Retype, without changes, the lines of the listing from the one containing "target | side skirt" through the end of the listing.
===
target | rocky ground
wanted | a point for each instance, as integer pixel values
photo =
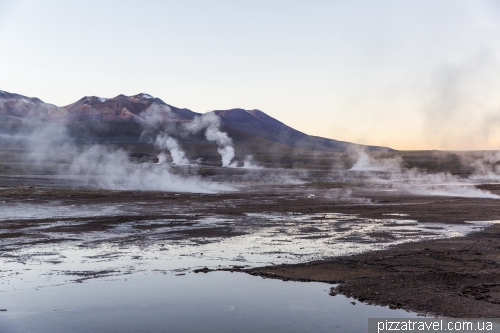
(455, 277)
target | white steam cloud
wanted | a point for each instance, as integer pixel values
(419, 182)
(155, 123)
(210, 122)
(106, 167)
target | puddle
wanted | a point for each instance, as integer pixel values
(214, 302)
(46, 256)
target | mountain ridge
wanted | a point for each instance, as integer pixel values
(121, 109)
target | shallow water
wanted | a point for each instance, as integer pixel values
(213, 302)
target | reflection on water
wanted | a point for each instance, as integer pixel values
(214, 302)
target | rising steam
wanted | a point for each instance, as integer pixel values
(419, 182)
(210, 122)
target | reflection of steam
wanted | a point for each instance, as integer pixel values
(210, 122)
(416, 181)
(248, 163)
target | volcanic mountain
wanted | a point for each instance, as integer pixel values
(119, 119)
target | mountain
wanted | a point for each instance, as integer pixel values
(16, 107)
(119, 119)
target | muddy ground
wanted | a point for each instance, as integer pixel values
(456, 277)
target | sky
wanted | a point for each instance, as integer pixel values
(416, 74)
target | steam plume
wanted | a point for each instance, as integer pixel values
(210, 122)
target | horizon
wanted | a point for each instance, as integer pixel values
(410, 76)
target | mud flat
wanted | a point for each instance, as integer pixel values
(430, 254)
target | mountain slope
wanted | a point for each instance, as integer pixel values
(20, 108)
(120, 118)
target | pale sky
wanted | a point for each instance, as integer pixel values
(421, 74)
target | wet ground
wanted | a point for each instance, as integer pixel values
(54, 234)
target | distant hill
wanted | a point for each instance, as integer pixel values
(119, 119)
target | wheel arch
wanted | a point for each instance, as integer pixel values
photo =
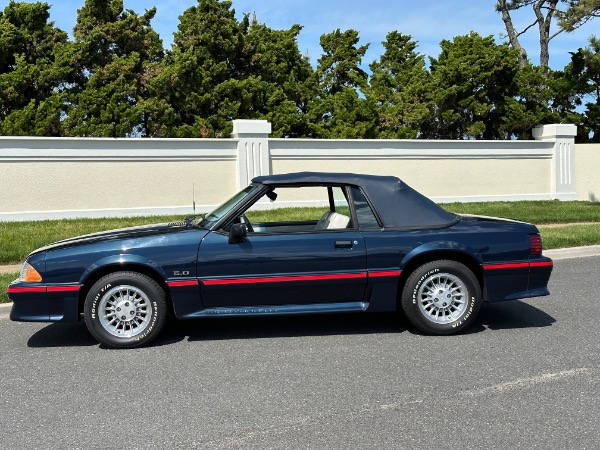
(143, 269)
(462, 257)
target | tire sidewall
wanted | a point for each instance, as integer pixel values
(155, 295)
(410, 303)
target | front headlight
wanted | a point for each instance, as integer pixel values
(29, 274)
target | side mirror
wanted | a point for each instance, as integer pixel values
(237, 233)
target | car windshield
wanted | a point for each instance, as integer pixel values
(213, 217)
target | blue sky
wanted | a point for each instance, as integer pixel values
(427, 21)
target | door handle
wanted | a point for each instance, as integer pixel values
(343, 244)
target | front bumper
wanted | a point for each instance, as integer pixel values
(34, 302)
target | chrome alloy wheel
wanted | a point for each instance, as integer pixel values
(125, 311)
(442, 298)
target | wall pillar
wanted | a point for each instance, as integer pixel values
(253, 157)
(563, 158)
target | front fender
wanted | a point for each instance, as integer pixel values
(121, 260)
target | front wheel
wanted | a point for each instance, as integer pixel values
(125, 310)
(441, 297)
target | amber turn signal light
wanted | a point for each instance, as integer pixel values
(30, 275)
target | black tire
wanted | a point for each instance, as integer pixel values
(441, 297)
(125, 310)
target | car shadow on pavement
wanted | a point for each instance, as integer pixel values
(62, 335)
(512, 315)
(493, 316)
(281, 326)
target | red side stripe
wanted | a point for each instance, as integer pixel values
(182, 283)
(518, 265)
(506, 266)
(62, 288)
(21, 290)
(389, 273)
(542, 264)
(338, 276)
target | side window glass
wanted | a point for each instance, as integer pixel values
(364, 214)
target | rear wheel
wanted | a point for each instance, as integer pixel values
(441, 297)
(125, 310)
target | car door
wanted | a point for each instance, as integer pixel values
(283, 268)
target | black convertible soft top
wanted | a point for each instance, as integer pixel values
(398, 205)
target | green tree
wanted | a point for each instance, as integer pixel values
(31, 76)
(116, 53)
(199, 89)
(340, 109)
(222, 69)
(571, 14)
(279, 79)
(399, 88)
(473, 84)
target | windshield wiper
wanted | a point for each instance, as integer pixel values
(193, 219)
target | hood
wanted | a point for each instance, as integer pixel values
(122, 233)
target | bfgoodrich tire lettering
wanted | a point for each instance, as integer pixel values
(441, 297)
(125, 310)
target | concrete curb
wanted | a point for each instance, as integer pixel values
(573, 252)
(556, 254)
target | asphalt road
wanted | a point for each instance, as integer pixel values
(527, 375)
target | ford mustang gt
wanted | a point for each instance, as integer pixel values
(349, 243)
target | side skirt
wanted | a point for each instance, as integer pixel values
(272, 310)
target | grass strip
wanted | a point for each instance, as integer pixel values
(570, 236)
===
WRITTEN SOLUTION:
target | side skirt
wanted | a point for each instance, as integer pixel values
(272, 310)
target | grass strip
wanted | a point for each instance, as integer pixel values
(570, 236)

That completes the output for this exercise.